*** Opening Text section ***


      I would have loved to have met your mom, she had to be hilarious and so sweet to have raised someone like you.

      Thanks for sharing Fitz, Merry Christmas to you.

  2. Jeff Turner says:


    We lived that Christmas together and yet in some ways separately. I say that only because our relationship was different. Your grandpa, my father. I remember arriving back at his bedside some moments after midnight and it was clear to my eyes that he had slipped off the “tent” and had moved on. He was an adventurer to say the least and I have thought many times of the line from “Peter Pan” when Peter says, “To die would be such a great adventure.” Grandpa loved life and family and I know it was hard for him to go. Spending that last evening with him was poignant permission for him to move on to the next great journey.

    Our team from O’Connor came to transfer Dad to the mortuary and I followed to spend silent hours embalming him in the deep of that night. I arrived back home before the sunrise and fell into restless sleep. Everything had changed. Life was suddenly different. Later that morning I drove my sisters and my mother to the beach. We went there instinctively as so much of our lives had been spent sailing the very same ocean we longed to see. It was the first activity we would do as a family of four. The sense that he was missing was palpable. The idea that we were now facing life without him was un-scaleable. Christmas eve and Christmas day that year were an absolute blur. I see the pictures from those days and recall the fog and dazed malaise of those times.

*** Closing Text section ***
*** Opening Dataset ***

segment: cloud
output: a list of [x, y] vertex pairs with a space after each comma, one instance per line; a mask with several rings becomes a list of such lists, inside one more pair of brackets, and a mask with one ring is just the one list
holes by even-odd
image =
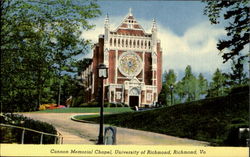
[[[111, 30], [115, 30], [123, 18], [120, 16], [110, 18]], [[137, 21], [146, 32], [151, 32], [151, 20], [137, 19]], [[98, 36], [104, 33], [104, 18], [99, 18], [93, 23], [96, 27], [85, 32], [83, 36], [95, 43]], [[163, 50], [163, 71], [174, 69], [177, 74], [183, 75], [186, 66], [191, 65], [194, 73], [209, 73], [211, 77], [216, 68], [228, 69], [228, 64], [222, 63], [222, 57], [216, 48], [218, 39], [225, 34], [223, 28], [211, 25], [208, 21], [188, 28], [182, 36], [178, 36], [167, 26], [158, 24], [158, 38], [161, 40]]]

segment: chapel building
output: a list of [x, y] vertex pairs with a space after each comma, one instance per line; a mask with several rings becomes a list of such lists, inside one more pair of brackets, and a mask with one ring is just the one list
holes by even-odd
[[104, 81], [106, 102], [154, 106], [162, 87], [162, 50], [155, 20], [151, 32], [146, 33], [131, 10], [115, 30], [110, 30], [106, 17], [104, 35], [99, 36], [93, 58], [82, 72], [89, 102], [98, 96], [100, 63], [109, 68]]

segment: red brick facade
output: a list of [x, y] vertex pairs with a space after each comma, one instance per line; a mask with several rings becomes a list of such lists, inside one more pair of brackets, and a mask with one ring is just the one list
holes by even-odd
[[129, 13], [115, 31], [109, 29], [107, 17], [104, 30], [104, 35], [99, 36], [94, 46], [88, 71], [83, 71], [91, 72], [92, 77], [88, 101], [96, 101], [100, 83], [97, 66], [104, 63], [109, 68], [109, 77], [104, 82], [106, 101], [129, 106], [154, 106], [162, 86], [162, 51], [155, 21], [149, 34]]

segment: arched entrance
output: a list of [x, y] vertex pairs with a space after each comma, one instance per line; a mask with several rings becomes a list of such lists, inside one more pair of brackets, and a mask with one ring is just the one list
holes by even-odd
[[140, 91], [138, 88], [132, 88], [129, 92], [129, 106], [130, 107], [139, 107], [139, 96], [140, 96]]

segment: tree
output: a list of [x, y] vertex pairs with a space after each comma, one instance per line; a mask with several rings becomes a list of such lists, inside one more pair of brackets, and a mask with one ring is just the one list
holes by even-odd
[[[225, 30], [227, 38], [219, 40], [217, 49], [223, 55], [224, 63], [232, 61], [232, 72], [229, 74], [231, 85], [242, 84], [245, 78], [244, 64], [249, 53], [244, 48], [249, 43], [249, 3], [247, 0], [237, 1], [205, 1], [207, 3], [204, 14], [212, 24], [227, 23]], [[223, 19], [220, 18], [223, 15]], [[233, 81], [237, 80], [237, 81]]]
[[74, 57], [85, 53], [89, 41], [79, 34], [93, 28], [88, 19], [100, 15], [99, 6], [78, 0], [3, 0], [0, 8], [1, 107], [30, 109], [35, 100], [37, 105], [44, 100], [45, 91], [55, 94], [49, 88], [55, 78], [72, 71]]
[[[173, 99], [174, 101], [174, 94], [171, 93], [171, 92], [174, 92], [174, 91], [171, 91], [172, 89], [170, 88], [171, 86], [175, 86], [175, 83], [176, 83], [176, 74], [174, 72], [173, 69], [169, 69], [168, 72], [165, 72], [165, 84], [166, 86], [164, 86], [164, 89], [166, 90], [165, 93], [166, 93], [166, 105], [168, 104], [171, 104], [171, 99]], [[173, 89], [174, 90], [174, 89]], [[172, 95], [172, 98], [171, 98], [171, 94]]]
[[192, 73], [192, 68], [188, 65], [185, 69], [185, 75], [181, 80], [183, 92], [186, 97], [186, 101], [193, 101], [198, 98], [198, 82], [196, 77]]
[[230, 52], [224, 52], [223, 59], [227, 62], [233, 59], [234, 56], [239, 58], [247, 57], [247, 54], [242, 54], [244, 46], [249, 43], [249, 6], [247, 0], [238, 1], [205, 1], [207, 3], [204, 14], [209, 17], [212, 24], [220, 23], [220, 16], [223, 14], [225, 22], [228, 25], [225, 27], [227, 31], [226, 39], [219, 40], [217, 48], [222, 51], [229, 49]]
[[207, 97], [222, 96], [225, 94], [226, 76], [217, 68], [213, 74]]
[[198, 91], [197, 91], [197, 93], [198, 93], [198, 96], [199, 96], [199, 99], [200, 99], [201, 96], [207, 94], [208, 81], [204, 78], [202, 73], [199, 74], [197, 81], [198, 81]]
[[244, 62], [241, 59], [237, 61], [233, 60], [231, 66], [231, 72], [229, 74], [225, 74], [228, 77], [227, 84], [230, 86], [237, 86], [242, 84], [247, 84], [246, 72], [244, 72]]

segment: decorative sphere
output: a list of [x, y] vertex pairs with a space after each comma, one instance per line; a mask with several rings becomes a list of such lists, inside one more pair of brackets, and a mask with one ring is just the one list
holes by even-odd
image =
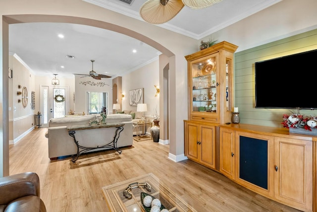
[[150, 212], [160, 212], [160, 208], [159, 208], [158, 206], [153, 206], [151, 208], [151, 211], [150, 211]]
[[147, 196], [143, 199], [143, 205], [146, 207], [150, 207], [151, 203], [152, 202], [153, 199], [151, 196]]
[[289, 120], [292, 123], [295, 123], [296, 121], [298, 121], [299, 119], [297, 117], [293, 117], [291, 115], [288, 117], [288, 120]]
[[309, 120], [307, 121], [307, 125], [311, 127], [315, 127], [317, 125], [317, 122], [315, 120]]
[[159, 199], [155, 199], [152, 201], [152, 203], [151, 203], [151, 206], [152, 207], [153, 207], [154, 206], [158, 206], [158, 207], [160, 208], [161, 205], [161, 204], [160, 203], [160, 201], [159, 201]]

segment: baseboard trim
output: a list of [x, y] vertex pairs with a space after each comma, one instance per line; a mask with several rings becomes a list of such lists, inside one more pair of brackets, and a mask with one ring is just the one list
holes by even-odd
[[166, 144], [169, 144], [169, 140], [158, 139], [158, 143], [160, 144], [166, 145]]
[[13, 139], [13, 140], [9, 140], [9, 145], [16, 144], [19, 141], [20, 141], [23, 137], [24, 137], [26, 135], [29, 134], [31, 131], [32, 131], [35, 128], [34, 127], [34, 126], [33, 126], [31, 128], [30, 128], [30, 129], [29, 129], [28, 130], [26, 131], [25, 132], [24, 132], [24, 133], [23, 133], [22, 134], [20, 135], [19, 136], [18, 136], [15, 139]]
[[188, 159], [187, 157], [185, 156], [185, 155], [184, 154], [175, 156], [175, 155], [173, 155], [171, 153], [168, 153], [168, 158], [174, 162], [179, 162], [180, 161]]

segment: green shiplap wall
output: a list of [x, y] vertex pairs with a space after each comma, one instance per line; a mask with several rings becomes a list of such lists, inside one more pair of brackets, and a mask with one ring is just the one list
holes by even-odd
[[[259, 61], [315, 49], [317, 49], [317, 29], [235, 53], [234, 106], [239, 107], [240, 123], [283, 127], [281, 124], [283, 114], [292, 114], [291, 110], [255, 108], [254, 63]], [[316, 58], [313, 59], [312, 62], [317, 62], [316, 60]], [[317, 68], [312, 70], [312, 71], [317, 71]], [[272, 74], [272, 77], [274, 76], [274, 73], [270, 73], [269, 70], [267, 74]], [[294, 92], [295, 101], [300, 101], [300, 96], [296, 97], [297, 92], [295, 91], [297, 89], [312, 92], [312, 101], [317, 101], [317, 90], [305, 90], [305, 83], [312, 82], [316, 83], [316, 80], [317, 79], [300, 79], [294, 76], [293, 82], [284, 83], [286, 86], [289, 86], [289, 92]], [[268, 86], [269, 86], [269, 82]], [[283, 94], [280, 95], [283, 95]], [[274, 100], [272, 99], [272, 101]], [[317, 110], [301, 110], [300, 113], [316, 115]]]

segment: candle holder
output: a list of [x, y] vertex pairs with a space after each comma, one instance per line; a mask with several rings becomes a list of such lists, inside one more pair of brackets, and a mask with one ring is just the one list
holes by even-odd
[[240, 116], [239, 116], [238, 112], [234, 112], [232, 113], [232, 116], [231, 117], [231, 121], [235, 124], [238, 124], [240, 123]]

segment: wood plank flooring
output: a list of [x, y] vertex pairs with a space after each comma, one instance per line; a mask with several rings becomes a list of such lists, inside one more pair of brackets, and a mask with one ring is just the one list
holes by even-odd
[[167, 158], [169, 145], [133, 141], [121, 155], [109, 150], [51, 161], [47, 129], [37, 128], [9, 147], [10, 174], [40, 176], [41, 197], [49, 212], [108, 212], [104, 186], [153, 173], [197, 211], [298, 212], [246, 189], [190, 160]]

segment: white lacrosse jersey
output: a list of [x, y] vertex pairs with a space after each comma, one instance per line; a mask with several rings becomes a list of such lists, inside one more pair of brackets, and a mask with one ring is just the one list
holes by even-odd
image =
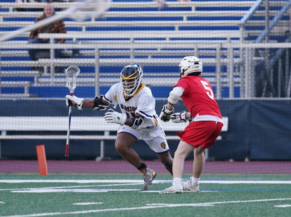
[[119, 83], [112, 86], [103, 98], [115, 109], [119, 105], [122, 113], [128, 118], [134, 117], [138, 113], [145, 117], [140, 130], [153, 131], [160, 124], [156, 113], [156, 100], [150, 89], [142, 84], [132, 95], [126, 97], [123, 93], [122, 85]]

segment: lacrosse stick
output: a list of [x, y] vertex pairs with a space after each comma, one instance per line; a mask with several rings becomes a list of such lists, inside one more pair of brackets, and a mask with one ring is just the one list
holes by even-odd
[[33, 25], [13, 31], [0, 37], [0, 42], [4, 42], [24, 32], [30, 32], [47, 25], [65, 17], [71, 17], [77, 22], [82, 22], [89, 17], [101, 15], [110, 7], [112, 0], [86, 0], [76, 2], [59, 14], [44, 19]]
[[[67, 84], [65, 85], [70, 90], [70, 95], [73, 95], [74, 91], [76, 88], [76, 78], [80, 72], [80, 69], [75, 65], [71, 65], [65, 70], [65, 73], [66, 75], [66, 79]], [[65, 156], [69, 156], [69, 140], [70, 139], [70, 127], [71, 126], [71, 116], [72, 114], [72, 105], [69, 107], [69, 123], [68, 125], [68, 131], [67, 132], [67, 143], [66, 145], [66, 153]]]

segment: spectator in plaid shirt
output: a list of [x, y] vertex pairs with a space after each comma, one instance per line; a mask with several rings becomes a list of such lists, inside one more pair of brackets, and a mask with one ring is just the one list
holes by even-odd
[[[52, 16], [55, 13], [55, 10], [52, 5], [50, 3], [46, 4], [43, 9], [43, 15], [35, 20], [35, 22]], [[42, 39], [38, 38], [39, 33], [65, 33], [66, 32], [65, 24], [62, 20], [58, 20], [45, 26], [42, 26], [39, 28], [32, 31], [28, 38], [28, 44], [38, 43], [49, 43], [49, 39]], [[65, 39], [58, 38], [55, 39], [55, 43], [64, 43]], [[29, 49], [29, 58], [31, 60], [36, 60], [35, 54], [36, 49]], [[55, 50], [55, 58], [59, 58], [61, 50], [59, 49]]]

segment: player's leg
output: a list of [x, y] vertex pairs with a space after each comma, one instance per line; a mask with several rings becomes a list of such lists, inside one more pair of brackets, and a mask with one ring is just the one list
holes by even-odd
[[143, 174], [145, 183], [143, 189], [146, 190], [152, 184], [157, 174], [142, 161], [137, 153], [130, 146], [140, 136], [140, 131], [135, 130], [129, 127], [124, 126], [117, 131], [115, 142], [116, 151], [128, 162], [133, 165]]
[[[206, 133], [202, 134], [203, 139], [200, 140], [201, 145], [194, 150], [193, 176], [183, 186], [184, 189], [192, 192], [199, 191], [199, 180], [205, 162], [204, 153], [205, 149], [209, 148], [214, 144], [223, 125], [222, 123], [213, 121], [204, 122], [200, 125], [204, 126]], [[203, 131], [203, 129], [202, 129], [200, 132]]]
[[193, 161], [193, 175], [190, 180], [184, 182], [183, 188], [192, 192], [199, 191], [199, 180], [204, 167], [205, 159], [204, 155], [205, 149], [201, 146], [194, 149], [194, 160]]
[[160, 161], [165, 166], [168, 171], [173, 175], [173, 159], [169, 151], [162, 154], [157, 154], [157, 156]]
[[174, 157], [173, 177], [174, 179], [181, 179], [184, 170], [185, 159], [195, 148], [195, 147], [192, 145], [182, 140], [180, 141]]
[[193, 177], [200, 178], [201, 174], [204, 167], [205, 158], [203, 149], [201, 146], [194, 150], [194, 160], [193, 162]]
[[159, 192], [160, 194], [180, 193], [183, 192], [183, 180], [181, 178], [185, 159], [193, 151], [195, 146], [181, 140], [175, 152], [173, 162], [173, 183], [172, 186]]
[[173, 175], [173, 159], [169, 152], [169, 146], [165, 133], [162, 129], [158, 127], [154, 131], [141, 133], [142, 139], [155, 152], [167, 170]]
[[115, 149], [125, 160], [138, 168], [142, 162], [137, 153], [130, 148], [137, 141], [133, 136], [122, 132], [117, 134], [115, 140]]

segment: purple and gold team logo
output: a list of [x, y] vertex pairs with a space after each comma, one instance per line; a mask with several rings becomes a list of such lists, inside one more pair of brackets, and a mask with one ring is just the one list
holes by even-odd
[[164, 142], [163, 142], [161, 143], [161, 147], [162, 148], [164, 149], [166, 148], [166, 143]]

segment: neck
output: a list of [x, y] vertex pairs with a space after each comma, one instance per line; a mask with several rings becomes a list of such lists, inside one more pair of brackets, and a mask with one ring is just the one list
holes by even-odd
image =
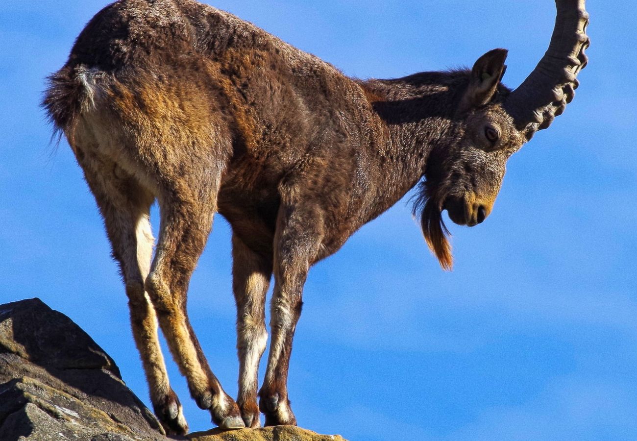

*** Closing Dataset ***

Required action:
Answer these about the Christmas comments:
1. What line from "Peter Pan" does Jeff Turner say he has thought of many times?
2. What did the team from O'Connor come to do?
3. Where did Jeff Turner drive his sisters and his mother later that morning?

Expected answer:
1. "To die would be such a great adventure."
2. They came to transfer his father to the mortuary.
3. To the beach.